• Exercise instructions: Collect every line in the records below that contains the string "segment", and copy each one. Letter case matters.

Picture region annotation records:
——————
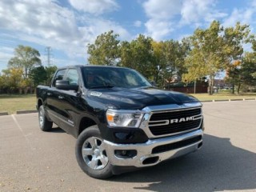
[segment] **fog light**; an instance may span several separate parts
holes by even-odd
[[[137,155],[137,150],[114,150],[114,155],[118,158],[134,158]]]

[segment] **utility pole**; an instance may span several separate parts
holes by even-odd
——————
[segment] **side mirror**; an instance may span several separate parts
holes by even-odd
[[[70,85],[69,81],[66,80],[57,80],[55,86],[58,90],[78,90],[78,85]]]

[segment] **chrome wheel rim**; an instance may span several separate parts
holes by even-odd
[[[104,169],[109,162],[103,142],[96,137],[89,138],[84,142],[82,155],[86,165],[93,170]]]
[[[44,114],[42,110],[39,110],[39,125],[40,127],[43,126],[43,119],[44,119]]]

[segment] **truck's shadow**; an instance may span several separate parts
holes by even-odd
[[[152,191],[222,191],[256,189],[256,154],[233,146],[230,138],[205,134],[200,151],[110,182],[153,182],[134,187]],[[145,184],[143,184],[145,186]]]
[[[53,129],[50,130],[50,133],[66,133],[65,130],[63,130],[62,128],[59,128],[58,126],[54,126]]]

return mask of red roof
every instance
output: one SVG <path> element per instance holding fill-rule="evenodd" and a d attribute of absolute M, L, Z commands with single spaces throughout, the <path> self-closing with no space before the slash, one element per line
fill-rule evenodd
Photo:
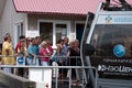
——————
• Output:
[segment] **fog light**; an instance may span several separate parts
[segment] **utility pole**; an instance may span several separate parts
[segment] **side mirror**; an instance may span several separate parts
[segment] **chrome wheel rim**; an instance may span several separate parts
[segment] **truck's shadow**; an instance may span several separate parts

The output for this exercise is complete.